» SELECTION:
• • • • • • •
This is the mail archive of the libc-alpha@sourceware.org mailing list for the glibc project.


Index Nav: [Date Index] [Subject Index] [Author Index] [Thread Index]
Message Nav: [Date Prev] [Date Next] [Thread Prev] [Thread Next]
Other format: [Raw text]

Re: [PR18457] Don't require rtld lock to compute DTV addr for static TLS


On Tue, 2015-06-09 at 19:19 -0300, Alexandre Oliva wrote:
> On Jun  9, 2015, Torvald Riegel <triegel@redhat.com> wrote:
> > You said there are no other dependencies, and we just want to reach
> > consensus on the final value of l_tls_offset.  So, from the
> > perspective of just this synchronization state machine you gave,
> > there's no other data that's relevant.  Now you say there is other
> > stuff.  What's true?
> 
> The latter.  When I wrote that, I was convinced we'd covered all the
> cases of initialization performed by dlopen because I had had failed to
> take into account the subsequent cross-thread static TLS area
> initialization by a subsequent dlopen that assigns a previously-loaded
> TLS variable to static TLS.
> 
> 
> It looks like we could still avoid the lock in tls_get_addr by
> reorganizing dlopen to choose the offset, initialize and release the
> static blocks, and only then CAS the offset, failing if l_tls_offset was
> changed along the way.
• • • • • • •
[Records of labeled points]
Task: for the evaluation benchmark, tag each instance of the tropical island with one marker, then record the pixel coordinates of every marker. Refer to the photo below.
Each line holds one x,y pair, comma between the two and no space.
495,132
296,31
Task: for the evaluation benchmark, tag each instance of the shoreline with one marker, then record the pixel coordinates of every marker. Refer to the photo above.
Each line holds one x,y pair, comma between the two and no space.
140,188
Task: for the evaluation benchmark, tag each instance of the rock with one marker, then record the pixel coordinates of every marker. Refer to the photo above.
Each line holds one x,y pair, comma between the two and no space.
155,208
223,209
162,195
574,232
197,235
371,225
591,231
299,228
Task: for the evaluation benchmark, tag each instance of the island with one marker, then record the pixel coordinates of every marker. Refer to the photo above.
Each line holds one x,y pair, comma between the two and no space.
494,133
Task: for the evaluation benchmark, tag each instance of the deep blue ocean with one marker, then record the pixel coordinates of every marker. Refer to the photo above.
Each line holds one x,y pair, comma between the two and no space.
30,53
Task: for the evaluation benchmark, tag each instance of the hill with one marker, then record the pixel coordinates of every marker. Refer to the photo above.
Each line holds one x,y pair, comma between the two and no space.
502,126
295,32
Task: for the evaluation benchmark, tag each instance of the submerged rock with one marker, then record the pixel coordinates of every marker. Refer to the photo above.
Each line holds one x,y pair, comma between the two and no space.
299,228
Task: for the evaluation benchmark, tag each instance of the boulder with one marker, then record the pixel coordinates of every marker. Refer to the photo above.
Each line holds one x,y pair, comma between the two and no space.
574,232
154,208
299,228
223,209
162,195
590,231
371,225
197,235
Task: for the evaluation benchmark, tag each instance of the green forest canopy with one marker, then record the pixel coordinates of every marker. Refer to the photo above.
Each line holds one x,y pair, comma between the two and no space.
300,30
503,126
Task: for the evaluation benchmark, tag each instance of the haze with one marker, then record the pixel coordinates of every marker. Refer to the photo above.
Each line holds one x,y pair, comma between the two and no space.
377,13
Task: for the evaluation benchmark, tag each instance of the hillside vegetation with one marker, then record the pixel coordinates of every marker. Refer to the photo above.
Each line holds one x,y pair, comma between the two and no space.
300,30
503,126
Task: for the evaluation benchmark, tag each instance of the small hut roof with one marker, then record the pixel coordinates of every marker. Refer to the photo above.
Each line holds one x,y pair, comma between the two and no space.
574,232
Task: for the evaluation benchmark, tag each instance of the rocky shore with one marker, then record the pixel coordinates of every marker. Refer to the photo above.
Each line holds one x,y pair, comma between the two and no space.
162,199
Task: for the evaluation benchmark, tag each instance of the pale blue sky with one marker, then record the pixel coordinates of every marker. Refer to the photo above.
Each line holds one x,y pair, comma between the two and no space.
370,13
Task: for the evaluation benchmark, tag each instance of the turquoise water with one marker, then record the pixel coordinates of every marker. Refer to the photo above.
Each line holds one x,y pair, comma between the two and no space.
• • • • • • •
» SHORT PROBLEM:
Copy the passage of the glibc mailing list post that begins with the words containing "On Tue, 2015-06-09" and ends with "to static TLS.".

» RESULT OF THE TASK:
On Tue, 2015-06-09 at 19:19 -0300, Alexandre Oliva wrote:
> On Jun  9, 2015, Torvald Riegel <triegel@redhat.com> wrote:
> > You said there are no other dependencies, and we just want to reach
> > consensus on the final value of l_tls_offset.  So, from the
> > perspective of just this synchronization state machine you gave,
> > there's no other data that's relevant.  Now you say there is other
> > stuff.  What's true?
> 
> The latter.  When I wrote that, I was convinced we'd covered all the
> cases of initialization performed by dlopen because I had had failed to
> take into account the subsequent cross-thread static TLS area
> initialization by a subsequent dlopen that assigns a previously-loaded
> TLS variable to static TLS.